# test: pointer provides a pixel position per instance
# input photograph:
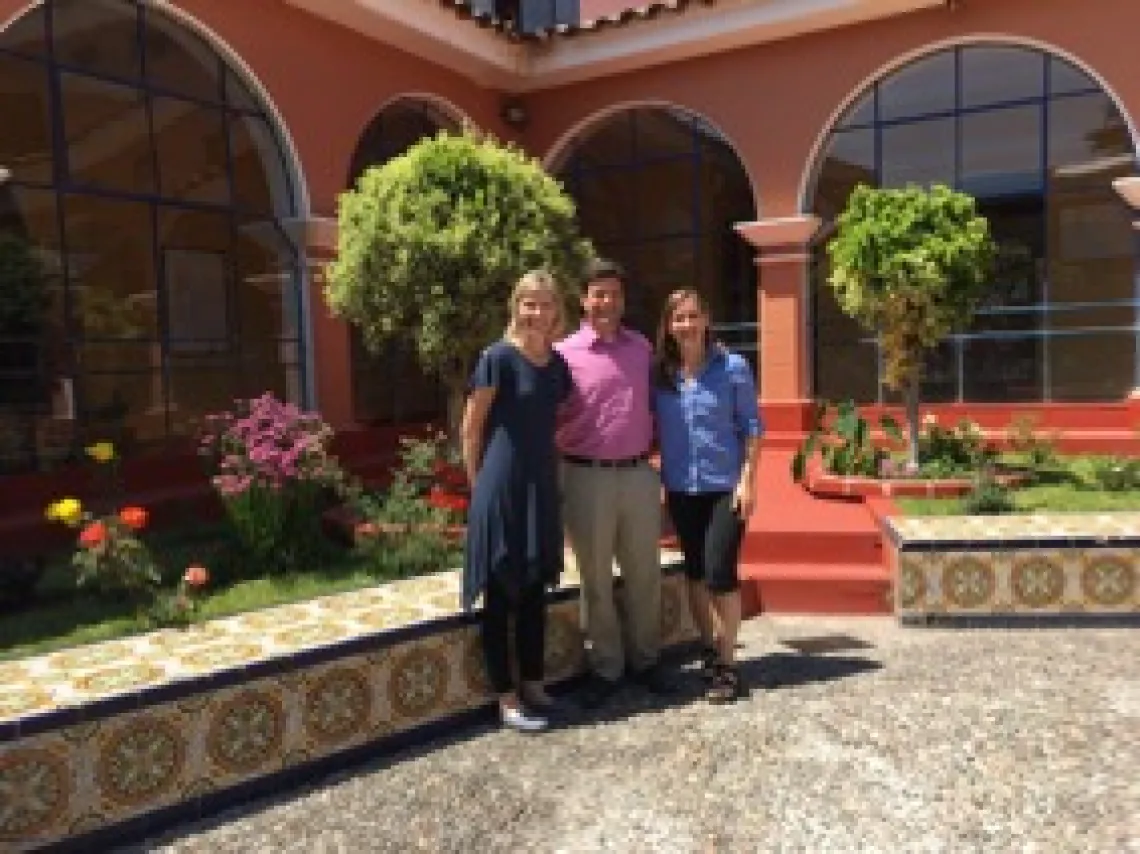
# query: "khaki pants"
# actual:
(615, 513)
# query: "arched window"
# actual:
(147, 186)
(1037, 143)
(659, 189)
(390, 387)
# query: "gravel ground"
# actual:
(877, 739)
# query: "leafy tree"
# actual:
(432, 242)
(910, 265)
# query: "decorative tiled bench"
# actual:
(111, 741)
(1041, 568)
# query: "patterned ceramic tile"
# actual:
(88, 775)
(1037, 526)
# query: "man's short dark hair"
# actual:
(602, 268)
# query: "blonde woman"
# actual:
(514, 526)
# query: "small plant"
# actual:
(274, 473)
(1116, 474)
(111, 555)
(417, 515)
(178, 608)
(945, 452)
(843, 441)
(1040, 450)
(988, 496)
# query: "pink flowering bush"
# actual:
(274, 473)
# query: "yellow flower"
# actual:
(68, 511)
(102, 452)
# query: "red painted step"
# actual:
(804, 554)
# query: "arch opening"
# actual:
(149, 186)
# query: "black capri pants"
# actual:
(710, 534)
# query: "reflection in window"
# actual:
(376, 398)
(659, 190)
(1037, 144)
(161, 300)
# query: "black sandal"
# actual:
(725, 685)
(709, 658)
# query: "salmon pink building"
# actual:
(171, 171)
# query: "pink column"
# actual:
(783, 262)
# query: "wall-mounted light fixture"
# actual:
(513, 112)
(1129, 189)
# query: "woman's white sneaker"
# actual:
(516, 717)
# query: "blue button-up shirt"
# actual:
(705, 423)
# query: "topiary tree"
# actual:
(432, 242)
(910, 265)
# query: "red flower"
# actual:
(444, 499)
(133, 518)
(94, 535)
(196, 576)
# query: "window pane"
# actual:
(25, 144)
(1089, 144)
(607, 209)
(108, 141)
(925, 87)
(1093, 367)
(607, 144)
(861, 112)
(393, 131)
(26, 34)
(664, 194)
(260, 182)
(846, 369)
(128, 409)
(1001, 152)
(265, 286)
(98, 37)
(111, 267)
(196, 267)
(996, 74)
(848, 162)
(178, 60)
(662, 132)
(1066, 78)
(190, 145)
(920, 153)
(1003, 369)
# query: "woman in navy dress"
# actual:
(514, 525)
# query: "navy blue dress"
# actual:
(514, 521)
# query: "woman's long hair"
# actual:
(667, 359)
(532, 283)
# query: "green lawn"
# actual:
(70, 618)
(1069, 487)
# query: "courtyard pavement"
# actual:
(874, 739)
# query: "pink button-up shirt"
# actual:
(607, 415)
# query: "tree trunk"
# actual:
(911, 398)
(456, 399)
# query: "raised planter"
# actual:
(105, 743)
(1040, 568)
(825, 485)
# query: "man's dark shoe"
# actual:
(596, 691)
(654, 681)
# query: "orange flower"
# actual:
(196, 576)
(133, 518)
(94, 535)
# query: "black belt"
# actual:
(624, 463)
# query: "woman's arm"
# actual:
(747, 415)
(471, 430)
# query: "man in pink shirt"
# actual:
(611, 495)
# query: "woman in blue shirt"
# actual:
(709, 429)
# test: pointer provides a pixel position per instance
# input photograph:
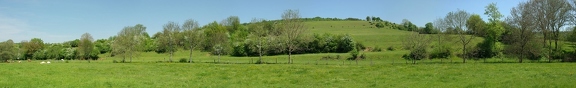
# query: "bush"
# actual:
(183, 60)
(418, 53)
(377, 49)
(362, 56)
(391, 48)
(360, 46)
(354, 54)
(441, 52)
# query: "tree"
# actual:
(457, 20)
(429, 28)
(417, 43)
(408, 25)
(86, 46)
(7, 50)
(476, 25)
(550, 17)
(491, 32)
(33, 46)
(167, 39)
(260, 33)
(192, 35)
(368, 18)
(293, 29)
(129, 41)
(216, 38)
(232, 24)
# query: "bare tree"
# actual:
(86, 46)
(417, 43)
(168, 40)
(260, 33)
(129, 41)
(457, 21)
(293, 28)
(192, 35)
(523, 32)
(550, 16)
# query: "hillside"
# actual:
(361, 31)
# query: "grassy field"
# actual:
(381, 69)
(106, 74)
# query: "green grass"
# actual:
(106, 74)
(381, 69)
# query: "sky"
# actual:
(57, 21)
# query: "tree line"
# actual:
(260, 37)
(532, 31)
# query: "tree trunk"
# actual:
(171, 54)
(191, 50)
(260, 50)
(289, 57)
(464, 54)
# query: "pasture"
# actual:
(106, 74)
(380, 70)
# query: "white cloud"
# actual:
(18, 30)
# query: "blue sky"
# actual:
(64, 20)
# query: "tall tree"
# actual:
(523, 34)
(216, 38)
(129, 41)
(429, 28)
(368, 18)
(260, 33)
(32, 46)
(457, 21)
(7, 50)
(192, 35)
(86, 46)
(168, 40)
(293, 28)
(551, 16)
(417, 43)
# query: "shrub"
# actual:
(441, 52)
(391, 48)
(377, 49)
(354, 54)
(183, 60)
(360, 46)
(362, 56)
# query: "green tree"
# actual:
(476, 25)
(7, 50)
(494, 29)
(168, 38)
(192, 35)
(260, 33)
(129, 41)
(86, 46)
(33, 46)
(293, 29)
(368, 18)
(429, 28)
(417, 43)
(456, 21)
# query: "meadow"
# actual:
(106, 74)
(381, 69)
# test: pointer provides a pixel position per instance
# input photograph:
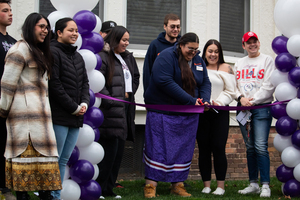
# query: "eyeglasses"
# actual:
(44, 27)
(192, 50)
(174, 26)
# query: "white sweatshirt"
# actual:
(253, 78)
(223, 87)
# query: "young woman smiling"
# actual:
(68, 91)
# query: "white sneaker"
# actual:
(265, 191)
(250, 189)
(206, 190)
(219, 191)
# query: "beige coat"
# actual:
(24, 101)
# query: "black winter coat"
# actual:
(68, 85)
(116, 123)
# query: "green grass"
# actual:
(133, 190)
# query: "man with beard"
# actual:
(6, 41)
(164, 40)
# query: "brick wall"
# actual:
(236, 157)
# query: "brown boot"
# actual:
(179, 190)
(149, 191)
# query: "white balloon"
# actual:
(96, 174)
(98, 25)
(71, 7)
(89, 58)
(78, 42)
(67, 173)
(287, 17)
(285, 91)
(278, 77)
(293, 108)
(86, 136)
(54, 17)
(293, 45)
(70, 190)
(93, 153)
(96, 80)
(290, 157)
(281, 142)
(296, 172)
(97, 102)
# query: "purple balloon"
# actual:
(279, 45)
(93, 117)
(74, 156)
(286, 126)
(86, 21)
(284, 62)
(97, 134)
(99, 62)
(90, 190)
(296, 139)
(278, 110)
(284, 173)
(82, 171)
(294, 76)
(92, 98)
(292, 188)
(93, 42)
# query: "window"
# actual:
(234, 22)
(46, 8)
(145, 19)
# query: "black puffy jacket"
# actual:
(116, 123)
(68, 85)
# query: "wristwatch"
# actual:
(239, 98)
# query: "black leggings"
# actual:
(212, 137)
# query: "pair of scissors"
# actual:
(202, 104)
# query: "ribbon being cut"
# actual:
(189, 108)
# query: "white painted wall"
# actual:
(202, 18)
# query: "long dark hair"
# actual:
(218, 44)
(113, 38)
(187, 76)
(40, 51)
(61, 24)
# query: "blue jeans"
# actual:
(257, 144)
(66, 138)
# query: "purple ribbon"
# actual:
(189, 108)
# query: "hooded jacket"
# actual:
(116, 123)
(68, 85)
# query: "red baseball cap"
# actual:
(249, 35)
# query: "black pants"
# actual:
(110, 165)
(212, 138)
(3, 136)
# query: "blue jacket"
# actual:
(165, 87)
(155, 47)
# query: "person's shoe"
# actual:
(250, 189)
(180, 190)
(9, 196)
(219, 191)
(149, 191)
(206, 190)
(265, 191)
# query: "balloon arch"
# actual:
(82, 166)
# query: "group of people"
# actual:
(175, 74)
(45, 93)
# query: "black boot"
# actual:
(22, 195)
(45, 195)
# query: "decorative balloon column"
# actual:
(287, 81)
(82, 166)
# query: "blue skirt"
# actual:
(169, 146)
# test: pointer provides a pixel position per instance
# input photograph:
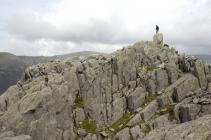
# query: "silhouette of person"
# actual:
(157, 29)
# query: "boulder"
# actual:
(136, 99)
(79, 115)
(135, 120)
(184, 85)
(123, 134)
(136, 133)
(187, 112)
(161, 121)
(161, 79)
(199, 72)
(158, 39)
(149, 110)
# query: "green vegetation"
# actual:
(167, 109)
(78, 102)
(146, 129)
(149, 98)
(120, 124)
(88, 125)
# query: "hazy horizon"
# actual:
(55, 27)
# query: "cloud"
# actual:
(78, 25)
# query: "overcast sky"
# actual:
(50, 27)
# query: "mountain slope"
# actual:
(12, 67)
(133, 93)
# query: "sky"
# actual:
(53, 27)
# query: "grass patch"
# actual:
(149, 98)
(88, 125)
(120, 124)
(78, 102)
(167, 109)
(146, 129)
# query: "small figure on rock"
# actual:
(157, 29)
(46, 79)
(158, 37)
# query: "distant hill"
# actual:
(12, 66)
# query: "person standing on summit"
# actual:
(157, 29)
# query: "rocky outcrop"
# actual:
(132, 93)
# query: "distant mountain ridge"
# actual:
(12, 66)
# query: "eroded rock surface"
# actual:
(144, 91)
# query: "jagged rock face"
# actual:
(123, 95)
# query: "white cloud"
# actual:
(77, 25)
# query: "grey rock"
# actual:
(136, 133)
(149, 110)
(81, 132)
(158, 39)
(188, 112)
(161, 121)
(187, 83)
(161, 79)
(200, 74)
(136, 119)
(20, 137)
(123, 134)
(79, 115)
(136, 99)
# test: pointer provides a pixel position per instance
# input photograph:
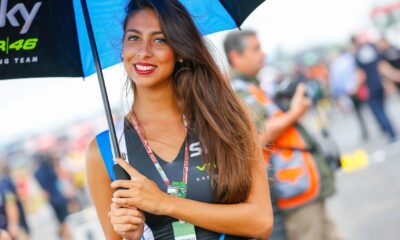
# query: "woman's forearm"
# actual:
(244, 219)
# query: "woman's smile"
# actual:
(144, 68)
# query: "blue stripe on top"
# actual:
(103, 141)
(107, 21)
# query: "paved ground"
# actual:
(367, 203)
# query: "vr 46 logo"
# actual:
(10, 15)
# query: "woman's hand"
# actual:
(139, 192)
(127, 222)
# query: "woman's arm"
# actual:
━━━━━━━━━━
--- WHAT YOU SHOULD DO ---
Please count the lines in the records above that contain the word "person", and reply with that number alone.

--- TASK SOLUTION ---
3